● Selected extract:
Yet, here I was, tonight, confronted with a choice. I chose not to go. I chose not to go when I drove past the church before four o'clock. I chose not to go when I stopped at my fiance's house to heat up dinner so we could eat together during his break. Except I hadn't gotten to the heating part when he walked in with food in hand for his lunch. Whoops. Hmm. Maybe I could go...

But I don't want to.

"You can go to mass still, sweetheart!" My thoughts were interrupted.

"But I don't want to." This time spoken aloud.  Hmm. Saying those words outloud stung a bit. 

"Why don't you want to go?"

"I'm not sure. I just don't... want to." Yep.. those words sound even lamer aloud than they do in my head.

"You know that means you most need to go."

My fiance returned to work. I got out my sewing project fabric... because it was waiting. And I'd been waiting all weekend to work on those projects. It didn't seems as appealing as I had thought. I put it back.

I got in my car and drove to the church, hoping for some peace to wash over my stubborn heart.

I left mass, still struggling with the sadness I'd been battling for several days, unsure what the cause was. I turned the music on. Three beats of the song and I shut it off. It was too loud. Too busy. Too much.

Driving, I realized that there were several decisions I was avoiding praying about.

I'm not sure why I ever wonder about my sadness. That's always the reason. The busyness. The failure to sit in the quiet and bare my heart to God.

Realizing this was the problem, I drove a bit more. I could make it to adoration.

Or I could go to Goodwill.

I went to Goodwill. Shock of shocks, nothing was there that I needed to purchase. Or even wanted to purchase.

Just like the other day when I did the same thing... going to three different thrift stores in a different town in an avoidance of going to a daily mass. Rationalized, of course. Yet.. nothing in those stores was even slightly appealing, try as I might to make it so.

Hmm. Got back in the car. Guess I can make it to Pella. I chuckled a bit. God was certainly not making it easy for me to avoid Him. Yesterday, I was so determined to crack my heart open to Him. Why the change today?

I drove, the entire trip in the quiet, listening to the car move over the road.

I pulled into the lot, walked in, fell to my knees. There He was. The One who I'd been ignoring again. There He was. Right there, in the starkness of the Host. His humility and love on display! Right there- in the silence.

"Come to me, all you who labor and are burdened, and I will give you rest. Take my yoke upon you, and learn from me, for I am meek and humble of heart; and you will find rest for yourselves. For my yoke is easy and my burden light." Matthew 11: 28- 30


"You have made us for Yourself, O Lord, and our hearts are restless, until they rest in You."

● Short exercise 1:
In the passage, where does the writer go instead of adoration?
● Short exercise 2:
Decide whether each statement agrees with the passage, and quote the words that decide it. (a) The writer shut off the music after three beats of the song. (b) The writer found something to buy at Goodwill. (c) The writer drove the whole trip to Pella with music playing.
● Short exercise 3:
List every phrase in the passage that the writer uses to describe the music after turning it on.
The rows after the passage are separate material.

● Entries:
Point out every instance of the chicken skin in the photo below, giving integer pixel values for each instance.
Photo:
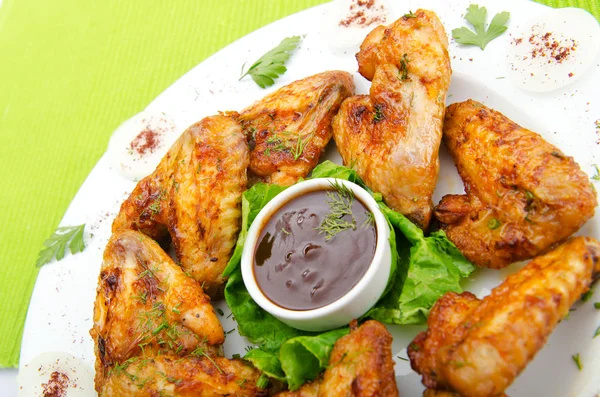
(392, 136)
(360, 365)
(523, 195)
(195, 196)
(183, 377)
(289, 129)
(146, 306)
(478, 347)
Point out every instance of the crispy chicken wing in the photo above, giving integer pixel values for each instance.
(182, 377)
(392, 137)
(523, 196)
(146, 306)
(477, 348)
(289, 128)
(360, 365)
(195, 195)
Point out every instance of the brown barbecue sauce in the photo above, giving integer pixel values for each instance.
(297, 268)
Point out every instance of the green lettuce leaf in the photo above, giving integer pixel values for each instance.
(423, 269)
(253, 200)
(428, 268)
(304, 357)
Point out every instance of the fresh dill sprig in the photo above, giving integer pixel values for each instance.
(404, 67)
(370, 221)
(300, 145)
(340, 204)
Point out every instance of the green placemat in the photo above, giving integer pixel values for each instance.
(71, 71)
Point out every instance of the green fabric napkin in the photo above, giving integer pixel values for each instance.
(71, 72)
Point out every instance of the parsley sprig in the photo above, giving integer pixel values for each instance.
(477, 16)
(272, 64)
(56, 245)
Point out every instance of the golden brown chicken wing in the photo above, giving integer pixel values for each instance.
(477, 348)
(392, 137)
(360, 365)
(523, 195)
(182, 377)
(146, 306)
(195, 196)
(289, 128)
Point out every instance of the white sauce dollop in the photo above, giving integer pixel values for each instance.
(76, 376)
(553, 50)
(345, 12)
(129, 147)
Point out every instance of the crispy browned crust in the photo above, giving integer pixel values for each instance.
(477, 348)
(146, 306)
(183, 377)
(392, 136)
(195, 195)
(538, 195)
(360, 365)
(289, 128)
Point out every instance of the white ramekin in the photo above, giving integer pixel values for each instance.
(358, 300)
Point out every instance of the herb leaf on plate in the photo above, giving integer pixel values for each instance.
(56, 245)
(477, 16)
(272, 64)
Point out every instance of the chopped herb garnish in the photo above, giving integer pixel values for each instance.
(493, 224)
(271, 65)
(176, 308)
(529, 196)
(340, 205)
(300, 145)
(577, 361)
(477, 16)
(404, 67)
(200, 352)
(56, 245)
(160, 328)
(378, 113)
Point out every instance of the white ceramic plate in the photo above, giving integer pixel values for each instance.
(60, 313)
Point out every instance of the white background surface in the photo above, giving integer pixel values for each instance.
(8, 381)
(213, 86)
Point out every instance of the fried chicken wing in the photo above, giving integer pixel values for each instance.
(477, 348)
(392, 137)
(183, 377)
(146, 306)
(360, 365)
(289, 128)
(523, 195)
(195, 195)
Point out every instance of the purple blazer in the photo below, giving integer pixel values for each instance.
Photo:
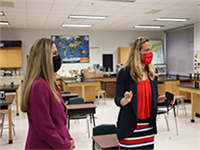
(47, 119)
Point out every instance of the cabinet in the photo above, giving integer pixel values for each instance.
(11, 57)
(123, 53)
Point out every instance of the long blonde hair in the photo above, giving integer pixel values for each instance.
(133, 61)
(39, 64)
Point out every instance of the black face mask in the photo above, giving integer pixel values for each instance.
(56, 63)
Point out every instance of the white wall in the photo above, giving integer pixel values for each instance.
(180, 51)
(107, 41)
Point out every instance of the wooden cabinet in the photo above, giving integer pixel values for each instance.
(11, 57)
(123, 53)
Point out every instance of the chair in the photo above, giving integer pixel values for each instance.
(6, 126)
(65, 92)
(160, 112)
(101, 93)
(180, 98)
(78, 100)
(102, 130)
(168, 107)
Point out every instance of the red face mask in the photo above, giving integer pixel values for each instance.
(147, 58)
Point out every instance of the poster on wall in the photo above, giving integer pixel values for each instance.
(72, 49)
(158, 53)
(197, 62)
(161, 68)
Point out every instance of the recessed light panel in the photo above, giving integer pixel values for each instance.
(172, 19)
(86, 17)
(130, 1)
(76, 25)
(149, 26)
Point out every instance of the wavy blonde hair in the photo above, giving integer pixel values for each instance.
(133, 61)
(39, 64)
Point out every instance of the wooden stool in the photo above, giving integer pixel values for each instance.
(6, 126)
(101, 93)
(178, 99)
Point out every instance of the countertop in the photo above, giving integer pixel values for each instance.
(189, 86)
(173, 78)
(78, 81)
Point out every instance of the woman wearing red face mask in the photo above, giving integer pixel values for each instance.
(137, 96)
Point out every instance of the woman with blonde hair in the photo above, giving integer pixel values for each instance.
(42, 100)
(137, 97)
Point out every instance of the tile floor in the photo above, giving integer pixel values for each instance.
(188, 138)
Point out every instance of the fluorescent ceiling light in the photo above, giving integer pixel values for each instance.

● Final result 1:
Goodwill.

● Final result 2:
(a) Yes: "Three beats of the song and I shut it off."
(b) No: "nothing was there that I needed to purchase."
(c) No: "I drove, the entire trip in the quiet, listening to the car move over the road."

● Final result 3:
Too loud; too busy; too much.